ELBERTA, Mich. — A broken sewer line under a northwest Michigan bay has been replaced after spewing more than a million gallons of raw sewage over nearly seven weeks.
A report made by Elberta Village officials to the Michigan Department of Environmental Quality shows the broken line was identified March 7, but is estimated to have leaked about 1.1 million gallons (4.16 million liters) of sewage since Jan. 19.
The line runs under a bridge where the Betsie River flows into Betsie Bay and connects to two municipalities. It handles sewage from about 280 homes and businesses.
Replacement work began March 12 and finished a week later, the Traverse City Record-Eagle reported .
The costs are estimated at about $100,000, according to Chris Pritchard, superintendent of the Elberta Village Department of Public Works.
“We’re back to better than normal now,” Pritchard said.
Betsie Bay has a lot working in its favor, including that the water quickly circulates into Lake Michigan, said Heather Hettinger, a fisheries biologist with the state’s Department of Natural Resources. The spring runoff will also increase that flow.
□ □ □
- [Required tasks]:
(1) Condense the paragraph of the Elberta sewer article that begins "A report made by Elberta Village officials" into one shorter sentence that keeps its main facts.
(2) Write the next part of the article on the Elberta sewer line break, picking up after its final sentence.
□ □ □
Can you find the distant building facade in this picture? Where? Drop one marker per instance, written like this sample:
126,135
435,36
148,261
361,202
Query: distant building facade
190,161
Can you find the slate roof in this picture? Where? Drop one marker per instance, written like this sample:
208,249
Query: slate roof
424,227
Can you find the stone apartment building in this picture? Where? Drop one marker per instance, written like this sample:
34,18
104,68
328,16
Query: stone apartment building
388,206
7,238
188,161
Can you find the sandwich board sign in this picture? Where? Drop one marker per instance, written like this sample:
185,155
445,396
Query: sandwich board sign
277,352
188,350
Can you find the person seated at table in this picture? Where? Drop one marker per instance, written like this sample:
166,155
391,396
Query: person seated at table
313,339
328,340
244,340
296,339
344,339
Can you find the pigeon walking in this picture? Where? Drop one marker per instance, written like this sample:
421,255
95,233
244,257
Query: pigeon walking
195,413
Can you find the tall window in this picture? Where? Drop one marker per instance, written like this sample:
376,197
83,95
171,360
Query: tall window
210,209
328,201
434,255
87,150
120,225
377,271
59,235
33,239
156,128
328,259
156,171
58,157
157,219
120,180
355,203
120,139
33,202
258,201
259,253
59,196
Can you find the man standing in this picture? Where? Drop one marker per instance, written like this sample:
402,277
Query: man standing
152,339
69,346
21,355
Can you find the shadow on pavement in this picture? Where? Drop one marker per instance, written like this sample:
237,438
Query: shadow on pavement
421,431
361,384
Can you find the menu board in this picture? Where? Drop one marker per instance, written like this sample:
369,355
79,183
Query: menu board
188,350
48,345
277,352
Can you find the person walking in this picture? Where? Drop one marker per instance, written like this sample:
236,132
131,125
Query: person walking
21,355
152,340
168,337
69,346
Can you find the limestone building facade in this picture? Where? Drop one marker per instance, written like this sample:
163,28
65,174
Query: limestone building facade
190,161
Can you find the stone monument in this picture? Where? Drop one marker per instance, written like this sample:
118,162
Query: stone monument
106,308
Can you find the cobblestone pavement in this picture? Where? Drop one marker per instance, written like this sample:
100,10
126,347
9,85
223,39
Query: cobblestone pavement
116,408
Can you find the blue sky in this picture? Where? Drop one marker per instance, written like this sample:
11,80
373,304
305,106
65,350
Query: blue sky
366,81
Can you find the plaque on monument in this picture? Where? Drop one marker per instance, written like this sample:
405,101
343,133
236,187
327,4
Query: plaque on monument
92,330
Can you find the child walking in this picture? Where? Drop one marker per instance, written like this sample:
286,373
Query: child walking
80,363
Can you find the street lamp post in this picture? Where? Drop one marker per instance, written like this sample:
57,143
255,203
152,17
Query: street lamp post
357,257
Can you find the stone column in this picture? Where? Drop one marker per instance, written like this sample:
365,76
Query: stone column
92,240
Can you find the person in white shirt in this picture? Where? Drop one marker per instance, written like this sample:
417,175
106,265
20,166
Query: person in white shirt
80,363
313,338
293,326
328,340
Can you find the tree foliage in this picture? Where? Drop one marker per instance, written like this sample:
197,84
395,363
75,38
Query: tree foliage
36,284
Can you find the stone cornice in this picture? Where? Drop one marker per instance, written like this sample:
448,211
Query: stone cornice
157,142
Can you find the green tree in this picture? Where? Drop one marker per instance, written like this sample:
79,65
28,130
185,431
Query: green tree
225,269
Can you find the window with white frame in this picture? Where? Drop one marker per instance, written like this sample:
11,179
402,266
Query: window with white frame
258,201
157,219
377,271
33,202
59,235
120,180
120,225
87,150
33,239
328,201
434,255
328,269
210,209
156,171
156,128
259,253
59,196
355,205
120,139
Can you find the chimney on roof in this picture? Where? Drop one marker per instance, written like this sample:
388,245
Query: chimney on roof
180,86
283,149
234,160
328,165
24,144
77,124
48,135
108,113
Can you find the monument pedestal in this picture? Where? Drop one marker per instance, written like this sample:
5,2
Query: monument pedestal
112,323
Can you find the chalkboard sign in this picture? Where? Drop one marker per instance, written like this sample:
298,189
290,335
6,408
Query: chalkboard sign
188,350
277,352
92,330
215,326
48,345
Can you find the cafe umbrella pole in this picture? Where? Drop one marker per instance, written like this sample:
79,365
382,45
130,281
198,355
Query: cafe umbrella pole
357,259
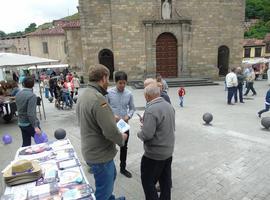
□ □ □
- [Answers provided]:
(1) Elberta Village officials reported to the Michigan Department of Environmental Quality that the broken line, found March 7, had leaked an estimated 1.1 million gallons (4.16 million liters) of sewage since Jan. 19.

(2)
“The system should be able to flush a lot of that excess nutrient out,” Hettinger said. “Instead of sitting in one body of water for a long time, it will be dispersed into Lake Michigan.”
She said there could be enhanced plant growth and that the water may be cloudier than usual. But Hettinger is confident the leak won’t cause any long-term effects.
Testing found the levels for E. coli, a bacterium found in human and animal intestines, were below acceptable limits, according to Don Brady, an environmental engineer in the Environmental Quality Department’s Water Resources Division. He doesn’t anticipate an E. coli bloom once the weather warms up.
“There is not really a way to recover the sewage,” Brady said. “But nature has a way of reaching equilibrium and going back to normal.”